While Kyiv has long chosen to become an adversary of Russian President Vladimir Putin’s imperial ambition, Belarus’s leader Alexander Lukashenko formally kept power but actually became a vassal of Russia. ~ [2]

Belarus never had the option of staying neutral in the invasion of Ukraine, given how dependent Belarus remains on Russia. Since the outset of the invasion, Belarus has provided a rear base for Russia’s unsuccessful attempt to seize Kyiv and a staging area for both Russian troops and missiles. “Russia fired artillery and missiles into Ukraine from Belarus,” noted Ekaterina Pierson-Lyzhina, a Belarus specialist at the Free University of Brussels. “Lukashenko went along with Putin and reinforced his desire for war, while his anti-NATO rhetoric further inflamed tensions,” she said. ~ [3]

Belarus is even called a military district of Russia. The deepening of military cooperation is unlikely to be reversed. Instead, Belarus is apparently on the way to becoming a de facto extension of Russia’s Western Military District. Hence, all in all, the official removal of neutrality from the new constitution of Belarus is only rubberstamping a reality that Belarus has been rapidly heading towards since 2020, and that has now materialised violently and dramatically following the Russian invasion of Ukraine. ~ [4]

Your slander that I am somehow xenophobic when calling Belarus Russia's lapdog only reflects on you and not on my truthful statements.

## DIRECTION 1
Reproduce the part of the passage on Belarus and Russia that opens with the words "Belarus is even" and closes with "my truthful statements.", swapping "rubberstamping" for "formalizing".
The passage on Belarus and Russia and the listing after it are separate, unrelated material.

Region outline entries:
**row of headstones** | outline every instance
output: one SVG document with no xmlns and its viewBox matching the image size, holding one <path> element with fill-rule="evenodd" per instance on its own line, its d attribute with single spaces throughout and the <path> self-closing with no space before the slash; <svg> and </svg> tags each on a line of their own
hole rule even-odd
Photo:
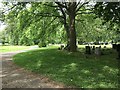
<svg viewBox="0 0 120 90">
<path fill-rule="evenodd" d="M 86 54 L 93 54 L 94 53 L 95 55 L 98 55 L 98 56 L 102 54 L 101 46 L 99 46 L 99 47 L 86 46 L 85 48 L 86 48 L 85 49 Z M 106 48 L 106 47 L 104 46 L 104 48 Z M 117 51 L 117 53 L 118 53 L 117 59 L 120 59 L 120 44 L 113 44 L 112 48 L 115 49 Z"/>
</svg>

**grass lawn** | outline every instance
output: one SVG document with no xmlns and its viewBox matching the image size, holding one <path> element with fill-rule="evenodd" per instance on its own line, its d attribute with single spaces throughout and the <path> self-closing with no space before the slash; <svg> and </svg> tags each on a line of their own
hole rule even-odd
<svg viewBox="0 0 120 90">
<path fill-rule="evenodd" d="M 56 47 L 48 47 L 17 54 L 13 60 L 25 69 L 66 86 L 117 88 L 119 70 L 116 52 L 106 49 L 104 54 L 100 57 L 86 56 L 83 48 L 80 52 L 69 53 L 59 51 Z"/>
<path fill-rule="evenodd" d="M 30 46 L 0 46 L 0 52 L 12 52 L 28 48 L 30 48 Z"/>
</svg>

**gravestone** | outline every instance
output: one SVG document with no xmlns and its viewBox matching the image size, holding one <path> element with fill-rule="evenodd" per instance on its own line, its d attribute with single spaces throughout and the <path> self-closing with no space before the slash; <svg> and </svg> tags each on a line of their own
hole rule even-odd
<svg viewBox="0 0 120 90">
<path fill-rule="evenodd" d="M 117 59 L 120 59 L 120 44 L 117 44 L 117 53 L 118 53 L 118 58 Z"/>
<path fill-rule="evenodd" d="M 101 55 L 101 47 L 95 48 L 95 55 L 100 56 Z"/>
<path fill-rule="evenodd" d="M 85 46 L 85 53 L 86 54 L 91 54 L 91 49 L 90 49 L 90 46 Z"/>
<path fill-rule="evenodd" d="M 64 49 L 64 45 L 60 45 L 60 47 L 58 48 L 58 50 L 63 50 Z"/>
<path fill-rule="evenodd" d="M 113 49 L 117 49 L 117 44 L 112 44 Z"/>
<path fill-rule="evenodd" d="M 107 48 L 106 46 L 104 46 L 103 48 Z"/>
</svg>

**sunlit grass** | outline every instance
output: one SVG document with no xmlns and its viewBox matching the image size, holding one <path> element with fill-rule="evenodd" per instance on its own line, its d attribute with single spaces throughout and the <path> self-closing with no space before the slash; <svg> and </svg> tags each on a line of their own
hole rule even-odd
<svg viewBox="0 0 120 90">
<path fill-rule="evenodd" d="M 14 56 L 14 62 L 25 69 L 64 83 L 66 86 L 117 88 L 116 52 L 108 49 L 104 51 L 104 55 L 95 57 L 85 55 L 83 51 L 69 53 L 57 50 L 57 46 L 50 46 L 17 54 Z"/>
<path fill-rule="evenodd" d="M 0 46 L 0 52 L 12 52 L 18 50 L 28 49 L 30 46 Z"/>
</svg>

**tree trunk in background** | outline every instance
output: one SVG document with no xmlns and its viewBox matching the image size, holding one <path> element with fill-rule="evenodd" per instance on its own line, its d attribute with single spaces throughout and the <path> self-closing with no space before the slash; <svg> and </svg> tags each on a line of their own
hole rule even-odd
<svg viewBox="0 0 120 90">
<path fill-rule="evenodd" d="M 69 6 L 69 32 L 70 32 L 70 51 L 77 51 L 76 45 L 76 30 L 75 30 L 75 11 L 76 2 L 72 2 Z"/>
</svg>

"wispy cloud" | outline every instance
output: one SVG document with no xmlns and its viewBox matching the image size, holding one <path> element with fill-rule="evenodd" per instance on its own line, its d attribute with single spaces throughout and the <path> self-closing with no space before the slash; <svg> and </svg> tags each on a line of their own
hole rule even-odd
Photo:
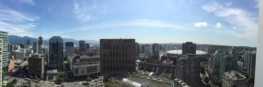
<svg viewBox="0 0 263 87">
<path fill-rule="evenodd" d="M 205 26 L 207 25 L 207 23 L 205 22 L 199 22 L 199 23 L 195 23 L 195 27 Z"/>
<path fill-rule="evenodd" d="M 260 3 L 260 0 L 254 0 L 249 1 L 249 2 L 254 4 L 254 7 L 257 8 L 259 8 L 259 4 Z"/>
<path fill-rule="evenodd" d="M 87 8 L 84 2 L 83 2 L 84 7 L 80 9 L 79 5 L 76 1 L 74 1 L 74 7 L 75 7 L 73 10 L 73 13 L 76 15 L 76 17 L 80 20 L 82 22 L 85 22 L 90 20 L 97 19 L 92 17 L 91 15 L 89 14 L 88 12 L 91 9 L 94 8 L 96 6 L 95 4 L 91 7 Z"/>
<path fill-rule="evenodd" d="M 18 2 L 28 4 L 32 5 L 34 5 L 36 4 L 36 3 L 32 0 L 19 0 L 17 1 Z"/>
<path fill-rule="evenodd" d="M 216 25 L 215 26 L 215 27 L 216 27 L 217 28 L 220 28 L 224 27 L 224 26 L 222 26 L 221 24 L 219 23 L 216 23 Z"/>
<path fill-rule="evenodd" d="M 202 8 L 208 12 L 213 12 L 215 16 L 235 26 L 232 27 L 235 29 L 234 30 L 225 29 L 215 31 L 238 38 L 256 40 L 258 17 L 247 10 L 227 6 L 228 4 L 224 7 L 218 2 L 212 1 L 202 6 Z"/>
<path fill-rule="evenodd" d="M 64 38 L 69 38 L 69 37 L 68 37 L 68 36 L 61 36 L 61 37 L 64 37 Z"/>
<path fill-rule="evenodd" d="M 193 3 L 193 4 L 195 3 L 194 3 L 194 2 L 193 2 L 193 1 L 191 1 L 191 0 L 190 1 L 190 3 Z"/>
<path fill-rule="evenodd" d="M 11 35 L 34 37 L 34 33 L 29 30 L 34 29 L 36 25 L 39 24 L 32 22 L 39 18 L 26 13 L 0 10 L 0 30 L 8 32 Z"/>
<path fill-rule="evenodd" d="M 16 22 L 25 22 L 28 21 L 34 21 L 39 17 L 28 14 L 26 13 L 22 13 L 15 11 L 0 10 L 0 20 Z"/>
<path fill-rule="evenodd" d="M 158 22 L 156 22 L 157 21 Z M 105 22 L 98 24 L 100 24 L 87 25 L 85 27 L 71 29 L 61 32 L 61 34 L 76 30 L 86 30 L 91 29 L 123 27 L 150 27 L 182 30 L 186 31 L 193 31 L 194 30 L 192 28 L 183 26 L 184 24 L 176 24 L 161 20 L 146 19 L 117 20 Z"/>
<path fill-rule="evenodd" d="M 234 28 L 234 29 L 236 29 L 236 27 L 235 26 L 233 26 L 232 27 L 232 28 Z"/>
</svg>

## DIRECTION 2
Count the lines of the listing that contain the string "every", treating case as significant, and give only that number.

## COMPLETE OUTPUT 1
Belarus is even called a military district of Russia. The deepening of military cooperation is unlikely to be reversed. Instead, Belarus is apparently on the way to becoming a de facto extension of Russia’s Western Military District. Hence, all in all, the official removal of neutrality from the new constitution of Belarus is only formalizing a reality that Belarus has been rapidly heading towards since 2020, and that has now materialised violently and dramatically following the Russian invasion of Ukraine. ~ [4]

Your slander that I am somehow xenophobic when calling Belarus Russia's lapdog only reflects on you and not on my truthful statements.

## COMPLETE OUTPUT 2
6